▸ **ТЕКСТ ДОКУМЕНТА**:
========================

18 Данная статья Б. Энгельгардта близка исследованию Бахтина в следующем отношении. Подобно Бахтину, Энгельгардт стремится избежать погружения и духовно-философскую проблематику Достоевского, не желает «заражаться» ею. При этом, однако, он не хочет ограничить себя одним формальным анализом, – и, в сущности, говорит о содержании «идеологического романа», когда утверждает, что мысль Достоевского эволюционирует в направлении «земли», понятой мистически. Энгельгардт критикует религиозных философов за то, что их методология не поднимается над духовным уровнем героев Достоевского. Это ведет к тому, что исследователь «вовлекается в опасную игру порождаемых им идей, переживаний и образов» и остается «в том же религиозно-философском плане, как и действие романов». Между тем, как утверждает Энгельгардт, «для самого Достоевского всё это было преодоленным моментом духовного становления», к чему должен стремиться и критик (Энгельгардт Б. М. Идеологический роман Достоевского // Ф. М. Достоевский. Статьи и материалы / Под ред. А. С. Долинина. Сб. П. Л., 1924. С. 71, 76 соотв. Отметим, что в первом издании своей книги о Достоевском Бахтин сочувственно цитирует это место статьи Энгельгардта). Бахтин отказывается заниматься содержанием «идей» на том основании, что они предстают для читателя не жизненно-непосредственно, но в обрамлении формы романа. Поэтому, по Бахтину, изучению в первую очередь подлежит эта форма, – именно она может стать предметом объективного научного анализа.

19 Статья-рецензия Луначарского, в принципе согласившегося с бахтинской концепцией полифонического романа, была в свое время одним из решающих факторов, облегчивших участь арестованного Бахтина (замена лагерей ссылкой). См. в связи с этим вступительную статью к настоящему изданию «Жизнь и философская идея Михаила Бахтина». Вплоть до конца 20-х годов Луначарский занимал пост народного комиссара просвещения.

20 Бахтин в 40-е гады относил Шекспира к «карнавальной» традиции. См. в связи с этим публикацию: Дополнения и изменения к «Рабле» // Вопросы философии. 1992. № 1. С. 134–164.

21Ермилов В. Ф. М. Достоевский. М., 1956; Кирпотин В. Ф. М. Достоевский. М., 1960; Фридлендер Г. Роман «Идиот» // Творчество Ф. М. Достоевского. М., 1959. С. 173–214; Белкин А. О реализме Достоевского // Там же. С. 45–54; его же. «Братья Карамазовы». (Социально-философская проблематика) // Там же. С. 265–292; Бенин Ф. Роман «Преступление и наказание» // Там же. С. 128–172; его же. Роман «Бесы» // Там же. С. 215–264; Билинкис Я. Ф. М. Достоевский. Л., 1960.

========================

▸ **ИЗВЛЕЧЁННЫЕ СВЕДЕНИЯ**:
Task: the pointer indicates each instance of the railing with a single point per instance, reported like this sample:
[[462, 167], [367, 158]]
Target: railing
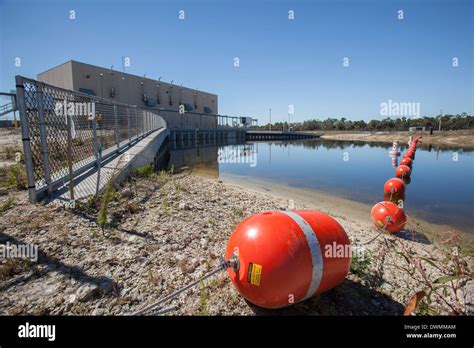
[[65, 133]]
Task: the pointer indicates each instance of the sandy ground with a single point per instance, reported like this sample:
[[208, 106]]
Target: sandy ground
[[166, 231], [451, 139]]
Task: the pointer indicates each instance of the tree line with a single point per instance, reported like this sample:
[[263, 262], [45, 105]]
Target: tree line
[[448, 122]]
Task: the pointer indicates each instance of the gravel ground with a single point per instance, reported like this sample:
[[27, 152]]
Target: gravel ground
[[165, 231]]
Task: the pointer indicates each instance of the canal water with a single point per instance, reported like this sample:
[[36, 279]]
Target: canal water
[[441, 189]]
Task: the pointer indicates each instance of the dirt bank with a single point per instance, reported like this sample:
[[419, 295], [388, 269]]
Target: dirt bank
[[165, 231], [452, 139]]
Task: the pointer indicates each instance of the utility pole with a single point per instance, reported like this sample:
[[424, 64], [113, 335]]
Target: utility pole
[[440, 117], [270, 126]]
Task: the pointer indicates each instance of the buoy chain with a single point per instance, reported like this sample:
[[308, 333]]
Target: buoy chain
[[233, 263]]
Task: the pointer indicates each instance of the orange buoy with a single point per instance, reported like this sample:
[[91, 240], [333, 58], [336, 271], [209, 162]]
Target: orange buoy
[[402, 171], [393, 197], [407, 161], [388, 216], [288, 256], [394, 185]]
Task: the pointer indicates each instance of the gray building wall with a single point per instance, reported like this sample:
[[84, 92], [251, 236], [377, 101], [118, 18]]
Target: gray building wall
[[128, 89]]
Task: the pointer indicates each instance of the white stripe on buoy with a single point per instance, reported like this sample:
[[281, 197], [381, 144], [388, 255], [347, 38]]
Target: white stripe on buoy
[[316, 257]]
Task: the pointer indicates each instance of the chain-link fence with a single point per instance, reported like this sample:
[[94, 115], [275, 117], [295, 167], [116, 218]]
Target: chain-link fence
[[65, 133]]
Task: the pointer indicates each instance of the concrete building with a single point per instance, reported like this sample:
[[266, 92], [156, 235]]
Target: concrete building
[[127, 88]]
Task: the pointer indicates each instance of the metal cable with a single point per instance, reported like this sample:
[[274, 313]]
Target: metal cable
[[222, 267]]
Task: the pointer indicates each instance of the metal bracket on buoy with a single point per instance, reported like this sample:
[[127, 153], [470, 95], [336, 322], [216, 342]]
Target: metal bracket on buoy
[[234, 263]]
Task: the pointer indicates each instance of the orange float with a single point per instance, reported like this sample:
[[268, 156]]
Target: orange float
[[402, 171], [388, 216], [394, 186], [395, 198], [407, 161], [288, 256]]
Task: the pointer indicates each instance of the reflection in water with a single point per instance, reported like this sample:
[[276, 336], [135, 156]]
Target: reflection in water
[[440, 191]]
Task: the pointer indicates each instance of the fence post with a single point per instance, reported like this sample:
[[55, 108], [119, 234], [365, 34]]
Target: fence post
[[69, 157], [128, 125], [44, 138], [94, 135], [117, 141], [25, 134]]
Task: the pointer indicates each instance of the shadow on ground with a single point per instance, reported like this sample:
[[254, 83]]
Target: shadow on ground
[[348, 298], [53, 264]]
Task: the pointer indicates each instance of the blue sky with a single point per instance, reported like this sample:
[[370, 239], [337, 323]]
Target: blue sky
[[282, 62]]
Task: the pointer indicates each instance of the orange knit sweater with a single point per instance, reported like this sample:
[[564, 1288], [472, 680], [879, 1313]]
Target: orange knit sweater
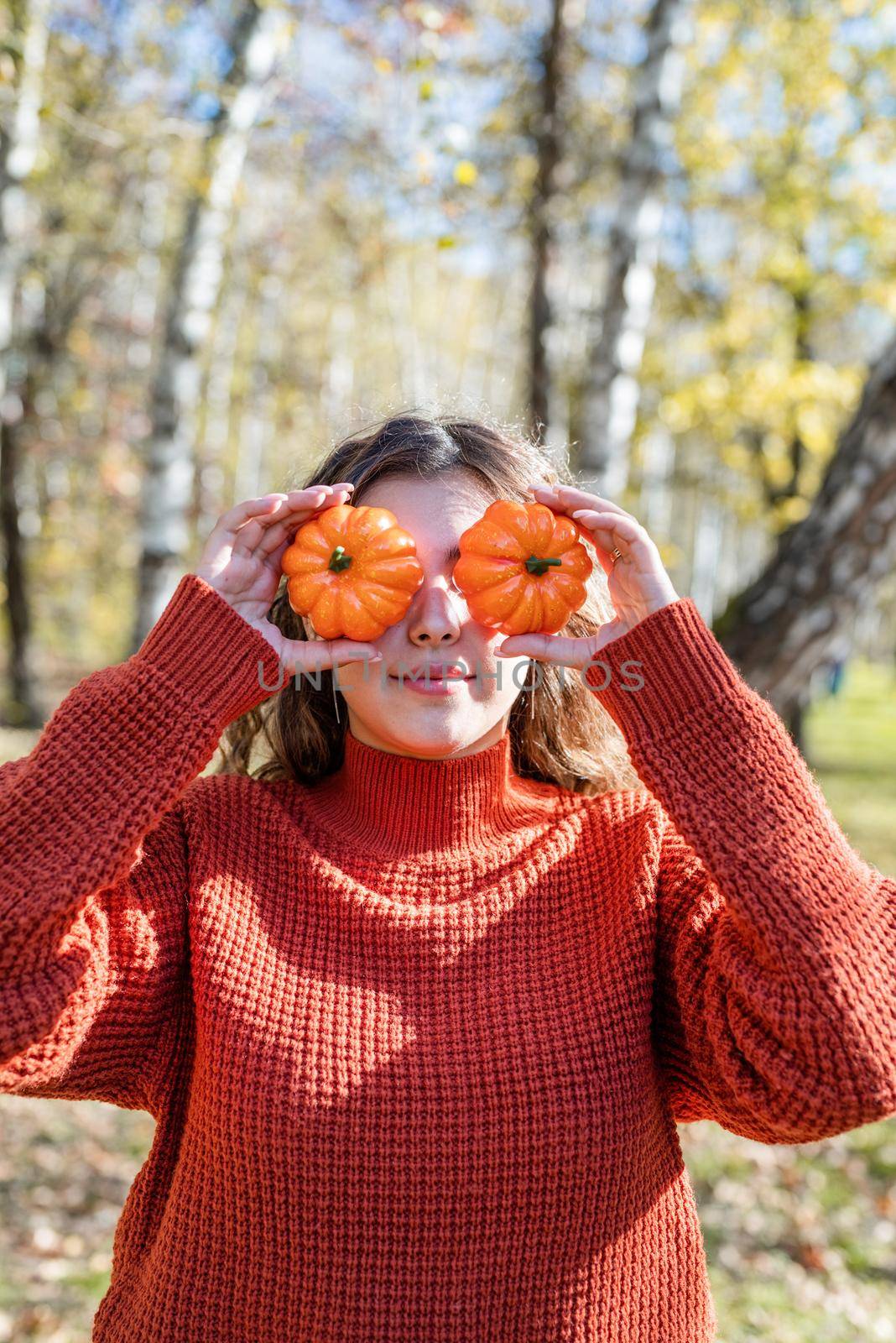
[[416, 1040]]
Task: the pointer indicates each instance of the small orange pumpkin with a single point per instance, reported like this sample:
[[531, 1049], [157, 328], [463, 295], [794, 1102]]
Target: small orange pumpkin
[[353, 571], [522, 568]]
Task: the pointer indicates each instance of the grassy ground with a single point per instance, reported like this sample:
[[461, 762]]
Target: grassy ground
[[801, 1241]]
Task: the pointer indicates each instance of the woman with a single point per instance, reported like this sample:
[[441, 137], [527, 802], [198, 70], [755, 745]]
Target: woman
[[419, 995]]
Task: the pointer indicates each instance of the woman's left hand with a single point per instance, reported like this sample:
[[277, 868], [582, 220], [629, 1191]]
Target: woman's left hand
[[638, 582]]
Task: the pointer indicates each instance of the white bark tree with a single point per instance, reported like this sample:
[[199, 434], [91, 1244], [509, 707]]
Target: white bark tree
[[194, 295], [19, 144], [617, 327]]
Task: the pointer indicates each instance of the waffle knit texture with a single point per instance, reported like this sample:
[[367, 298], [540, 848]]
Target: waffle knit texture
[[418, 1038]]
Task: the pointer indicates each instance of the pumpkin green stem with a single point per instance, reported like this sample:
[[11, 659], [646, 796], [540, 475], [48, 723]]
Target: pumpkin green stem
[[539, 566], [340, 561]]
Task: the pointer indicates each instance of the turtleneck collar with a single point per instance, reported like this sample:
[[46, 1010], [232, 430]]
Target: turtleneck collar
[[396, 805]]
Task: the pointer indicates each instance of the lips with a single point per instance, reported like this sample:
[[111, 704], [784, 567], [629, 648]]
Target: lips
[[438, 672]]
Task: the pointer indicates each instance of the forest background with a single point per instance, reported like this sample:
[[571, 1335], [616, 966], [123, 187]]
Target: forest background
[[659, 237]]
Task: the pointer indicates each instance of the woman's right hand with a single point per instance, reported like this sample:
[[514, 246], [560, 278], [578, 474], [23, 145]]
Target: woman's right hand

========================

▸ **ЦЕЛЬ ЗАДАНИЯ**: Отредактируйте фрагмент примечаний, начиная с «19 Статья-рецензия Луначарского, в» и продолжая вплоть до «1992. № 1. С. 134–164.»: перепишите его, заменив «народного комиссара просвещения» на «наркома просвещения». Приведённый перечень для работы не понадобится.

▸ **ОТВЕТ К ЗАДАНИЮ**:
19 Статья-рецензия Луначарского, в принципе согласившегося с бахтинской концепцией полифонического романа, была в свое время одним из решающих факторов, облегчивших участь арестованного Бахтина (замена лагерей ссылкой). См. в связи с этим вступительную статью к настоящему изданию «Жизнь и философская идея Михаила Бахтина». Вплоть до конца 20-х годов Луначарский занимал пост наркома просвещения.

20 Бахтин в 40-е гады относил Шекспира к «карнавальной» традиции. См. в связи с этим публикацию: Дополнения и изменения к «Рабле» // Вопросы философии. 1992. № 1. С. 134–164.